-- Extracted records start --

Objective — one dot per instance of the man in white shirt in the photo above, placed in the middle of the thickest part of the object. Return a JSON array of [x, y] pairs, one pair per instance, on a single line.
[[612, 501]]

-- Extracted records end --
-- Extracted records start --

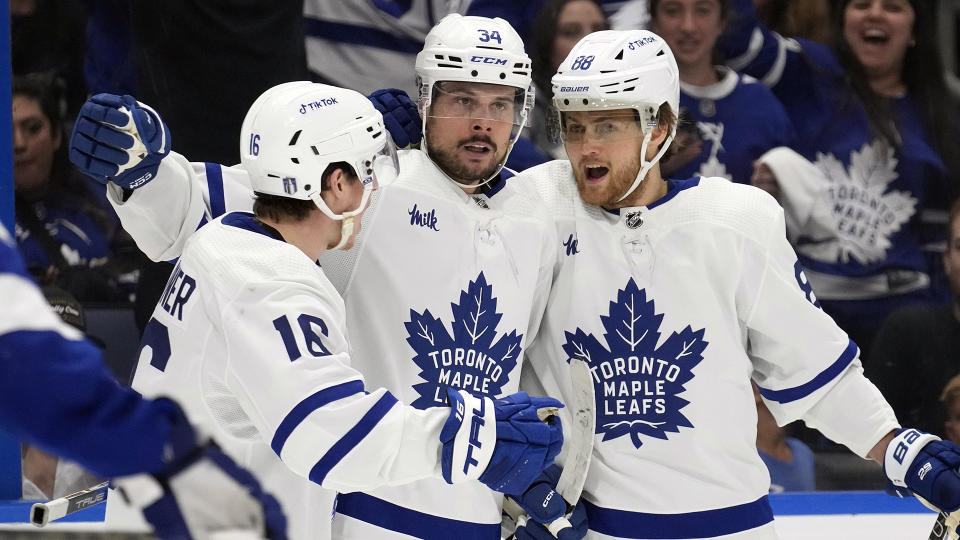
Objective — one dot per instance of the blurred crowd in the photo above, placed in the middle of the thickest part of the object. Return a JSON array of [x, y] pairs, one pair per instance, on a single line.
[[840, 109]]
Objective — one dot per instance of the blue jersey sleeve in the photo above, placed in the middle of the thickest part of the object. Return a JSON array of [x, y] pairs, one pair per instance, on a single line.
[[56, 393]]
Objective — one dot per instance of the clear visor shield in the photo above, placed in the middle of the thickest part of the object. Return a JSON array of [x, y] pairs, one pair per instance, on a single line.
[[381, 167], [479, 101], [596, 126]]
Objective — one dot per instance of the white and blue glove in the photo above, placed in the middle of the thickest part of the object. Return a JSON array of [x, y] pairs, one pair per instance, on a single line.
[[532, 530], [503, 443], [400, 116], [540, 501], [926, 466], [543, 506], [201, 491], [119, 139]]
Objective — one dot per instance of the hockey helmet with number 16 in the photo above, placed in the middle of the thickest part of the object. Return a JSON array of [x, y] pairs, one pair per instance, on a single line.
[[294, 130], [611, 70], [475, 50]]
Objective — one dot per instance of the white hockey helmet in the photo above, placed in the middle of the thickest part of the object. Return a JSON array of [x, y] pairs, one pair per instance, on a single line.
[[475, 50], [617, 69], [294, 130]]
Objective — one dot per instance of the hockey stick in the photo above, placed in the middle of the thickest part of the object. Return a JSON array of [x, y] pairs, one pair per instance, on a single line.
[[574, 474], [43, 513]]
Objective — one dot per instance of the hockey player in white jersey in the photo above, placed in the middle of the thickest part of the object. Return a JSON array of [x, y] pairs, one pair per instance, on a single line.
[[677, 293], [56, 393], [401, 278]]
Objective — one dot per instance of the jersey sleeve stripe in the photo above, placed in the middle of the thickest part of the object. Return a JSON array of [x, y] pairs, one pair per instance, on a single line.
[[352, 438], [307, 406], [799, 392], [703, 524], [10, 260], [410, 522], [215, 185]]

-- Extracted records end --
-- Extracted records start --

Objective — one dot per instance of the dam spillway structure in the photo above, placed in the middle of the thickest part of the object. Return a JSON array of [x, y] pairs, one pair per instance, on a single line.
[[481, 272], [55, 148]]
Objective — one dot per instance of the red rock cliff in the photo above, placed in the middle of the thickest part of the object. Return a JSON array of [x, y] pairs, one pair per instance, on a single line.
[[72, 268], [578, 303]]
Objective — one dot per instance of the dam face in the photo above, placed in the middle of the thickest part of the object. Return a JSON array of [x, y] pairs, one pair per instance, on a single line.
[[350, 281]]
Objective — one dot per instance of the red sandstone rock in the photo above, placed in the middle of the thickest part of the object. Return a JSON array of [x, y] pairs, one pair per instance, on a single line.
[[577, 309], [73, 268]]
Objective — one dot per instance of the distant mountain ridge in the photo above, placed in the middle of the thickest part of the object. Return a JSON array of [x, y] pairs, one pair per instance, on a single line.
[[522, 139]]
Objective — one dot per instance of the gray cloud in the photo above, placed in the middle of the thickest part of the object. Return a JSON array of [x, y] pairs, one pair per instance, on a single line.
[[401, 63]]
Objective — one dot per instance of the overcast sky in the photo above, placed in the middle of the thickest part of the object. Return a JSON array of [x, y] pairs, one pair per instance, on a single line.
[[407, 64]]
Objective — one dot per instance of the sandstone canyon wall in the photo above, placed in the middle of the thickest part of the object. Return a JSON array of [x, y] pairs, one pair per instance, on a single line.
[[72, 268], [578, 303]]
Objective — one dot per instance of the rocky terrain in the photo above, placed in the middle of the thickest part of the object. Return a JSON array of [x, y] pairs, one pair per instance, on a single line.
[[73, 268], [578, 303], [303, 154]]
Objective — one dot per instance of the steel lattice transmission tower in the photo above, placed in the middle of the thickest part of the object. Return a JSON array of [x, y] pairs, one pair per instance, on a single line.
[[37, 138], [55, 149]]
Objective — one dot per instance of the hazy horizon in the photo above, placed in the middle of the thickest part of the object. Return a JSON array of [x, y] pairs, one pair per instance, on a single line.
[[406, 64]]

-- Extracted records end --

**What the task requires**.
Rewrite the part that opens with the line containing "Objective — one dot per instance of the man" and closes with the line containing "[[612, 501]]", swapping "white shirt" for "striped shirt". Leave everything else in those lines untouched.

**Solution to this problem**.
Objective — one dot per instance of the man in striped shirt in the photo above, placed in the middle of the thickest part of the object. Return a JSON array of [x, y] pairs, one pair per instance, on a single line.
[[612, 501]]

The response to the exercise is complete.